** Opening Records provided block **

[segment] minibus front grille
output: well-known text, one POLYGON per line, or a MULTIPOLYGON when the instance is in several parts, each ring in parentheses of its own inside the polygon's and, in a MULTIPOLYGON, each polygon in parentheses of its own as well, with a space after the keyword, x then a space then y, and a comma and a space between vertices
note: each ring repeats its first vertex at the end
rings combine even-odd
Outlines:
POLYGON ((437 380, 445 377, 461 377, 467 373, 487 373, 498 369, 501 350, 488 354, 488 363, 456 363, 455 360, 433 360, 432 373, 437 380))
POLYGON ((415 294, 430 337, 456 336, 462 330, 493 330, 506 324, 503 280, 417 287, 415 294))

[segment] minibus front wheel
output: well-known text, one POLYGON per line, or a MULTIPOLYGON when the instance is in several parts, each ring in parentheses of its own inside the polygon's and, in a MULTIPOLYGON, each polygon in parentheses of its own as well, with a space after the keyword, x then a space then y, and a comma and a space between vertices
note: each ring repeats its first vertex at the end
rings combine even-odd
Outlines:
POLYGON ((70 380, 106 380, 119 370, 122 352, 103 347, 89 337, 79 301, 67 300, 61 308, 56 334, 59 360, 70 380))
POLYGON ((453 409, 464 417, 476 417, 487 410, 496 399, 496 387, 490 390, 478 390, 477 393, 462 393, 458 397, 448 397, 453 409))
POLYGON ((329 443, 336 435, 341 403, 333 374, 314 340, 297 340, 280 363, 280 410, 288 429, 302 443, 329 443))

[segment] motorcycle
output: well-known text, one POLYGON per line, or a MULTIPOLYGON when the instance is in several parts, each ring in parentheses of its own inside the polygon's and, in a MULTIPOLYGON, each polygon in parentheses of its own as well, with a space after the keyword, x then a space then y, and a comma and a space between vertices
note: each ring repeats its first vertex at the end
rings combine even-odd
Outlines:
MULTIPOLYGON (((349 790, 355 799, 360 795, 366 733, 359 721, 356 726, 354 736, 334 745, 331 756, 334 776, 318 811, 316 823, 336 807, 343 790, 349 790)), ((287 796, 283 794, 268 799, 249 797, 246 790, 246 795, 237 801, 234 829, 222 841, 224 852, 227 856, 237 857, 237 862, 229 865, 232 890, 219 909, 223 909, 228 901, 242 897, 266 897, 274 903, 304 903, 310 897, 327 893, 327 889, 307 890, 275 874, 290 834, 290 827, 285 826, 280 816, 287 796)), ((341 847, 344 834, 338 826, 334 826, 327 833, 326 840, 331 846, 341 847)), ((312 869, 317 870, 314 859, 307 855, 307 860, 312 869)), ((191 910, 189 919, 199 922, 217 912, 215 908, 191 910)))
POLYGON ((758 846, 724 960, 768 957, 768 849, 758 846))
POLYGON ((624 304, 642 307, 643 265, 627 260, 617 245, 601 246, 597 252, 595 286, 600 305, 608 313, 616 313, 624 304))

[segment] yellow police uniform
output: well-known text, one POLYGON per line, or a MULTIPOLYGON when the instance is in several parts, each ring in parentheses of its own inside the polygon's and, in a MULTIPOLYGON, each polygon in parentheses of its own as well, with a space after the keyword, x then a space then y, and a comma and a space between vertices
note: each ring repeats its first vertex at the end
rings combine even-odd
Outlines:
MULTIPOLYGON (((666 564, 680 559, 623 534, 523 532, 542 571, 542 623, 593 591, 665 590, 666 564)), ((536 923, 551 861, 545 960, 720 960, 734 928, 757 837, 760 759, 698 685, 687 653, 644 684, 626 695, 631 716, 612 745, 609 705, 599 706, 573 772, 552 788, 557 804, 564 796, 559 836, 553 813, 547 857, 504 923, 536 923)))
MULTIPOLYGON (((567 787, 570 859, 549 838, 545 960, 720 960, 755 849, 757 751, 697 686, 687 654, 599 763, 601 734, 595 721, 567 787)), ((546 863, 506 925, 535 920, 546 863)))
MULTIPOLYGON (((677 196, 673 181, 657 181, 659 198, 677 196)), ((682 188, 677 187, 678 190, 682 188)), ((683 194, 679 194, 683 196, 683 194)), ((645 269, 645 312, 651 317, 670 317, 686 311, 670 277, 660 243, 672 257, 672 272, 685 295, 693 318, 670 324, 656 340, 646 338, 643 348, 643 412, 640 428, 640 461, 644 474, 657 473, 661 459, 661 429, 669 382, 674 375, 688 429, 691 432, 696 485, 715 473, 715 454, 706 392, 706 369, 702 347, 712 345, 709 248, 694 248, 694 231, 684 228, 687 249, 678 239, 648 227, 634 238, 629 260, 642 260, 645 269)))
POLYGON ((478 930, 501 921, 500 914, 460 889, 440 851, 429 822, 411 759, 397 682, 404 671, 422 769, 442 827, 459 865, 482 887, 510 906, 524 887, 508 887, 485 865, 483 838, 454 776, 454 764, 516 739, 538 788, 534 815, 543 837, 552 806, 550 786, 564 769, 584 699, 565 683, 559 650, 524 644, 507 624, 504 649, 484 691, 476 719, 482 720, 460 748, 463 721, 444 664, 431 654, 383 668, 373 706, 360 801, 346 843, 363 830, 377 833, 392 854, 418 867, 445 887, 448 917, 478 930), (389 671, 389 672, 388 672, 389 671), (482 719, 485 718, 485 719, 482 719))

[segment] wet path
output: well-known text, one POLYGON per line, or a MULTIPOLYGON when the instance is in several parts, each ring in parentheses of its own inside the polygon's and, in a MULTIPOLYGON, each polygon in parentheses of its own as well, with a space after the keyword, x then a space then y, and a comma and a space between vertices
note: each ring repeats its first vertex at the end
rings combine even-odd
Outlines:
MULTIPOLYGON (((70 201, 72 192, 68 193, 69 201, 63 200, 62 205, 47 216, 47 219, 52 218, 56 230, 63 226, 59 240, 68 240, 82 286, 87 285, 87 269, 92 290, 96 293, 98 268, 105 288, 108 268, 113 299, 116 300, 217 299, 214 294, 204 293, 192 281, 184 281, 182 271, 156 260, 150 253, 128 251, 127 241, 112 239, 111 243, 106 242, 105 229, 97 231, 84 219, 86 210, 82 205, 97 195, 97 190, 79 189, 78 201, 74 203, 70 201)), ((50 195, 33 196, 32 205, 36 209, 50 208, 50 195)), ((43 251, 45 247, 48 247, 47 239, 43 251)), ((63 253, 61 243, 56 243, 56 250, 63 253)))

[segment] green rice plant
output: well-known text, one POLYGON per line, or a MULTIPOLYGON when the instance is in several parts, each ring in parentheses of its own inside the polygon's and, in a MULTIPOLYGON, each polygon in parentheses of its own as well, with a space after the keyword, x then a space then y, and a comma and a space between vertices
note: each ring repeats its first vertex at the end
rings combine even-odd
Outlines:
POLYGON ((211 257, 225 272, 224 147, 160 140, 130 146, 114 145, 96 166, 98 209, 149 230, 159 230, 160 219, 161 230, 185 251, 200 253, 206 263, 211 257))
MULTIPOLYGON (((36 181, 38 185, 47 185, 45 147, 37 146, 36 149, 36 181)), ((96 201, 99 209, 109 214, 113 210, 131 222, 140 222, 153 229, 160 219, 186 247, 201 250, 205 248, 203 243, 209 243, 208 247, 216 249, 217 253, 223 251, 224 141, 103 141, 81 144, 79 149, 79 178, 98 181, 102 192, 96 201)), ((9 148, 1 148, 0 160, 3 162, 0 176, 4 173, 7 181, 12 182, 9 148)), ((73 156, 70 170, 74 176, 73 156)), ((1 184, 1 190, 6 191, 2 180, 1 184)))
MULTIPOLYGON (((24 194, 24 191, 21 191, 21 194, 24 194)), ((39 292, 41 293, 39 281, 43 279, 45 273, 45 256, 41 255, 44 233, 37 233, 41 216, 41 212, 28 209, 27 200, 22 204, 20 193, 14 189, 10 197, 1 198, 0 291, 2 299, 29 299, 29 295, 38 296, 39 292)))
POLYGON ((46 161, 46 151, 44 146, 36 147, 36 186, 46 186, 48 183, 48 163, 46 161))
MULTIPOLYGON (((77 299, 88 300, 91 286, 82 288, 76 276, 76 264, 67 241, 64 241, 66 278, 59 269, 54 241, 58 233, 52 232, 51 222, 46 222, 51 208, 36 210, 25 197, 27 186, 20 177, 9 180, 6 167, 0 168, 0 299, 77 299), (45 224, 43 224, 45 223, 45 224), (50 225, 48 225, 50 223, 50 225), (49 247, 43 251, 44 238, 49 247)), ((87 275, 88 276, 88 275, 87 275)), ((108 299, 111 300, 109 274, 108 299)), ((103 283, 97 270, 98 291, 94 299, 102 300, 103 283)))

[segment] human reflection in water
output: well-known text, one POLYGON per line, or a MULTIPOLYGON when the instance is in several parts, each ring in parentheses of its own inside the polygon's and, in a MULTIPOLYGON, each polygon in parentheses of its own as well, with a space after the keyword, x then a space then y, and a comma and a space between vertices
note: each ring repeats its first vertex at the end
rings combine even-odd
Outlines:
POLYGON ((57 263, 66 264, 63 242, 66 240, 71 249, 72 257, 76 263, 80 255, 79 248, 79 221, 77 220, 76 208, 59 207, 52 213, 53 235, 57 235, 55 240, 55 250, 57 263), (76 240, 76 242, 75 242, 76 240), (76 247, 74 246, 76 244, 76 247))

** Closing Records provided block **

| What you need to do |
From the first line of the records above down to the line containing "[segment] minibus front wheel", repeat each line exactly as written. Include both of those lines and add nothing.

| Response for this exercise |
[segment] minibus front grille
output: well-known text, one POLYGON per line, or a MULTIPOLYGON when the instance is in several parts, each ring in parentheses of its own inside the polygon's and, in a MULTIPOLYGON, each polygon in parentheses of its own as well, with a space after the keyword, x then a space then y, and a comma and a space between vertices
note: each ring repeats its first vertex at the end
rings combine even-odd
Outlines:
POLYGON ((437 380, 445 377, 461 377, 467 373, 487 373, 498 369, 501 350, 488 354, 488 363, 456 363, 455 360, 433 360, 432 373, 437 380))
POLYGON ((415 294, 430 337, 456 336, 462 330, 493 330, 506 324, 503 280, 417 287, 415 294))

[segment] minibus front wheel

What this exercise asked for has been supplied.